### [Exercise details]
Pull out every line of the listing below that contains the string "green", matching case exactly.

### [Source material]
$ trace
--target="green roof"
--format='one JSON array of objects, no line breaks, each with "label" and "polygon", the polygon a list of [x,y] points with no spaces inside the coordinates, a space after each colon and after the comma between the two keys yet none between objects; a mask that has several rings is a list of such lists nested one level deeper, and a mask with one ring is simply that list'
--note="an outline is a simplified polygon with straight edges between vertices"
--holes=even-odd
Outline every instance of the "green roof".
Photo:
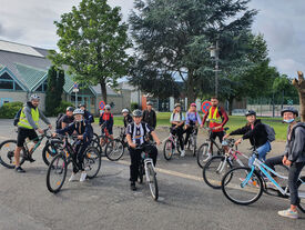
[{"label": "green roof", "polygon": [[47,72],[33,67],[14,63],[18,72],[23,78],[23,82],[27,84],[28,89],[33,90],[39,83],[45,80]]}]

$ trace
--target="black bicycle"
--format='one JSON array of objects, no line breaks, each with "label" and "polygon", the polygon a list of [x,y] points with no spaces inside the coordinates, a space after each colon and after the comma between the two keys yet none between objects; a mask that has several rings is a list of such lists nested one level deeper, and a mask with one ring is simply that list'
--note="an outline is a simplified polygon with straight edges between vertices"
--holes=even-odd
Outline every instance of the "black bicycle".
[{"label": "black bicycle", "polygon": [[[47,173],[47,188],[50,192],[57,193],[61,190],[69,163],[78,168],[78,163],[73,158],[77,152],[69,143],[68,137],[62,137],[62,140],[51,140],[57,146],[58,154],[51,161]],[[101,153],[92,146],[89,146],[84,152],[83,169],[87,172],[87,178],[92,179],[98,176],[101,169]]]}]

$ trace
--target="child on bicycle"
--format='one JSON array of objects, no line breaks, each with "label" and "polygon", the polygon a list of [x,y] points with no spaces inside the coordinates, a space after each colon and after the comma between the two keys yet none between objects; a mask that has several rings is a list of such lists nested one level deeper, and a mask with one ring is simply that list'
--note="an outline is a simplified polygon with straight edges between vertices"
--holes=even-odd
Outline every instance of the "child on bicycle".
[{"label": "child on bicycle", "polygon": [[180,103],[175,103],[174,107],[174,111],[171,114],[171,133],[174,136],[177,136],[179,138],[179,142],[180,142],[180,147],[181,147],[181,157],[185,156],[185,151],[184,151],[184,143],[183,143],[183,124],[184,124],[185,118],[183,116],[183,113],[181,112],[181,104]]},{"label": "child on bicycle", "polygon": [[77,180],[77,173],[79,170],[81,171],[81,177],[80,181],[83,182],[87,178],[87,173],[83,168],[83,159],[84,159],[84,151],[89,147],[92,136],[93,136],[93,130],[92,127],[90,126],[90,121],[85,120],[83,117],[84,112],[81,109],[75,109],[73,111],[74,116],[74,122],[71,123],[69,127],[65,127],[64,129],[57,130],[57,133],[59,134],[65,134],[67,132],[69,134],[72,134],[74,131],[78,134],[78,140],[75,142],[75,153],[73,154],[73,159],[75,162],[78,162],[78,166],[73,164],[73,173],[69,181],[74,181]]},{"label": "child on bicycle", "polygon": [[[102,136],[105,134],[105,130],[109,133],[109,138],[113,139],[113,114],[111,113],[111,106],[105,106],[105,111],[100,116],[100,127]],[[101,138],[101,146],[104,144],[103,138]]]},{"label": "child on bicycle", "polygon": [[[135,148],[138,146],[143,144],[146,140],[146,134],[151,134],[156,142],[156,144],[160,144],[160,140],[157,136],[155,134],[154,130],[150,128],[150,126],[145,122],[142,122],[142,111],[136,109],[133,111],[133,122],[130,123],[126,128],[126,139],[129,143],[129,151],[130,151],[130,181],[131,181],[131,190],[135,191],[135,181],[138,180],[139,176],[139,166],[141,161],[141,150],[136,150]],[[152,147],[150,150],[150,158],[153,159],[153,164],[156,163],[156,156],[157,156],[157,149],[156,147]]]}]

### [Answer to this exercise]
--target="green roof"
Outline every instance of the "green roof".
[{"label": "green roof", "polygon": [[47,72],[33,67],[14,63],[18,72],[23,78],[23,82],[27,84],[28,89],[33,90],[39,83],[45,80]]}]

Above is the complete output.